EXTRACT PROVIDED =>
On November 30, 2018, at 8:29 a.m. AKST (17:29 UTC), a magnitude 7.1 earthquake hit Anchorage in Southcentral Alaska. The earthquake's epicenter was near Point Mackenzie, about 10 mi north of Anchorage, and occurred at a depth of 29 mi. It was followed six minutes later by a magnitude 5.7 aftershock centered 2.5 mi north-northwest of the municipality. The earthquake could be felt as far away as Fairbanks.

The National Tsunami Warning Center—itself located inside the quake zone, in Palmer, Alaska, 42 mi northeast of Anchorage—issued tsunami warnings for nearby coastal areas, including Cook Inlet and the Kenai Peninsula, but they were lifted shortly after.

== Tectonic setting ==
Southern Alaska lies at the eastern end of the Aleutian Trench, where the Pacific plate is subducting beneath the North American plate. Near Anchorage, the plates are converging at a rate of 57 mm per year. The region has experienced severe earthquakes in the past, including several megathrust earthquakes. The 1964 earthquake, with a magnitude of 9.2, was the largest earthquake in American history and the second largest to ever be recorded anywhere in the world. Though earthquakes are common in Alaska, they often occur out at sea. This earthquake is more similar to the 2001 Nisqually earthquake located near Tacoma, Washington, than to the 1964 megathrust earthquake.

== Earthquake ==
The earthquake had a magnitude of 7.1 on the moment magnitude scale using a centroid moment tensor inversion of the W-phase. The focal mechanism shows that the earthquake was a result of normal faulting. A fault dipping at 29° towards the east gives the best match to the observed seismic waveforms. The depth and mechanism are consistent with faulting within the down-going Pacific plate. This implies that the earthquake was an intraslab earthquake within that plate, rather than at the plate boundary between the Pacific and North American plates beneath the Anchorage area. This is a different mechanism than megathrust faults in the region, which do occur on the plate boundary itself. This faulting in the Pacific plate is caused by downward bending while the plate is being forced under Alaska.

STUDY QUESTIONS =>
• a. According to the account of the 2018 Anchorage earthquake, what type of faulting produced the quake?
• b. Write a continuation of the account of the 2018 Anchorage earthquake, picking up after its final sentence.
The rows have no role here.

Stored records
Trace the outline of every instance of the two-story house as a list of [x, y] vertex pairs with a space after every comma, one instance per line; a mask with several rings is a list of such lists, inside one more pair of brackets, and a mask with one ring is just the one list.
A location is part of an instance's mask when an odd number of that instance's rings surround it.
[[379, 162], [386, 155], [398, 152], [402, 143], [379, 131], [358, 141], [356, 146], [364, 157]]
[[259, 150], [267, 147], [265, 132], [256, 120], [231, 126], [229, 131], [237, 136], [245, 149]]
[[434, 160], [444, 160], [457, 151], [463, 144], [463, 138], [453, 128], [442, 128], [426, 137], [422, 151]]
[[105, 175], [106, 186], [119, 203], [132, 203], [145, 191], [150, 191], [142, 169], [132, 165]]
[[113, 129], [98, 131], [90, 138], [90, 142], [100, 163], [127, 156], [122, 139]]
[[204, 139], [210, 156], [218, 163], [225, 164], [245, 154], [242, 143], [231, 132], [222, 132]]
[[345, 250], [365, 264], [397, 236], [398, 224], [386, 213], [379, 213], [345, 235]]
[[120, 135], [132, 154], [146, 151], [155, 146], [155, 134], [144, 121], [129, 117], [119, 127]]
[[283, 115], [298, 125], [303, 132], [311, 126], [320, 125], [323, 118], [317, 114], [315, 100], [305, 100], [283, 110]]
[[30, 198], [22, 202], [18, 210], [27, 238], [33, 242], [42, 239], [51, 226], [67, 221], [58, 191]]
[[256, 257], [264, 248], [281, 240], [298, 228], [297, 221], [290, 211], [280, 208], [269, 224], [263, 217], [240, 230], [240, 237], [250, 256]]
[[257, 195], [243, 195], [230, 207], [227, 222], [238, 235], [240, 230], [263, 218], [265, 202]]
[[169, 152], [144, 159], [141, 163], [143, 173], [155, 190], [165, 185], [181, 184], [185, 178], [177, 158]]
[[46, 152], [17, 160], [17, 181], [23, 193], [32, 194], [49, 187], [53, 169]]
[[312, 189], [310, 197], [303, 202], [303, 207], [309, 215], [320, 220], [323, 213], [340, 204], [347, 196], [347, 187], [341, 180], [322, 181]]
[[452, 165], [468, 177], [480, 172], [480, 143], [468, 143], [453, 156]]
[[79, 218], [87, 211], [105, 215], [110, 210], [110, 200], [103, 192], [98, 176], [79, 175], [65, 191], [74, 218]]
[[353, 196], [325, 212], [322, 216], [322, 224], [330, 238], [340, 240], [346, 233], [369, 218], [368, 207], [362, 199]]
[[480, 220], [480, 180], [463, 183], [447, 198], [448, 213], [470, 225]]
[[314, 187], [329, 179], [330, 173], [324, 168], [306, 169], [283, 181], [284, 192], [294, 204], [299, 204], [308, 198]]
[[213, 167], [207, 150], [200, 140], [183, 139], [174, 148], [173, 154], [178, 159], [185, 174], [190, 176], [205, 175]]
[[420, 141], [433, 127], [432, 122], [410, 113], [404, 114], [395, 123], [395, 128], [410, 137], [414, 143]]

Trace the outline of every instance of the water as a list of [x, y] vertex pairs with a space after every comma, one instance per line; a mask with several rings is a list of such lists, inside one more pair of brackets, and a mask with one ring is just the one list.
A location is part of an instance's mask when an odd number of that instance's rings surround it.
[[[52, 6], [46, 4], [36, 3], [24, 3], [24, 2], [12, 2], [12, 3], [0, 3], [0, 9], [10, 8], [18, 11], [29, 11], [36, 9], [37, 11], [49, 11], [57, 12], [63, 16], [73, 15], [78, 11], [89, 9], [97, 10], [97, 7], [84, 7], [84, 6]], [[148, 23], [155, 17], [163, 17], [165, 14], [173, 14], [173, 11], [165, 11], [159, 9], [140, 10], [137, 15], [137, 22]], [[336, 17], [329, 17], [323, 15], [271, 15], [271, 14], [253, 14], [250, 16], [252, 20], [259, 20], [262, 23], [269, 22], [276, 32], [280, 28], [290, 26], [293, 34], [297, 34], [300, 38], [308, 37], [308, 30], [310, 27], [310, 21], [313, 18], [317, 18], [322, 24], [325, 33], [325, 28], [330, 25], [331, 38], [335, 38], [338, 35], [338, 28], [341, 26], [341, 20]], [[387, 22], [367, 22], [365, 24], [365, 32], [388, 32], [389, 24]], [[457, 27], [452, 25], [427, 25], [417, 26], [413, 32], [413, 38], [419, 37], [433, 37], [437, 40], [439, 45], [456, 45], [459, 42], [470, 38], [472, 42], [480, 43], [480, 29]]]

OUTPUTS BY TASK =>
• a. Normal faulting.

• b.
== Aftershocks ==

Magnitude of 2018 Anchorage earthquake and aftershocks.

Map of 2018 Anchorage earthquake and aftershocks.

Over 80 aftershocks of various magnitudes were recorded throughout the day, with at least three having magnitudes greater than 5.0. By December 3, 170 aftershocks with a magnitude over 3.0 had been noted. Two more aftershocks hit on February 6, the first with a magnitude of 4.1, and the second coming 23 minutes later with a magnitude of 3.7. Aftershocks were expected to continue for around 300 days after the mainshock.

== Damage ==
Severe damage to several buildings and a highway overpass near Ted Stevens Anchorage International Airport was reported. There were no fatalities, but at least 117 people were injured, mostly for minor injuries such as cuts, bruises or anxiety. Some suffered broken bones, and one resident suffered serious smoke inhalation while trying to put out a post-quake fire at his home. The Kenai Peninsula Borough School District reported that all students were safe.

Landings at three airports were temporarily affected by the earthquake: the Ted Stevens International Airport, Merrill Field Airport and Joint Base Elmendorf–Richardson. The Anchorage Police Department reported major infrastructure damage across the city. Liquefaction was reported. Several traffic lights were knocked down, bringing traffic to a halt. Many roads were also damaged. The Glenn Highway was damaged to the point where officials stated it would likely take a long time to repair. A ramp connecting Minnesota Drive to area streets collapsed, as well as the surrounding hillside. A driver in an SUV who was on the section of destroyed highway was stranded, but uninjured. The Alaska Railroad had to suspend all operations due to severe damage at their operations center and unknown condition of tracks. The operators of the Trans-Alaska Pipeline shut the system down as a precaution; however, they reported that there was no known damage to the pipeline and it later resumed service.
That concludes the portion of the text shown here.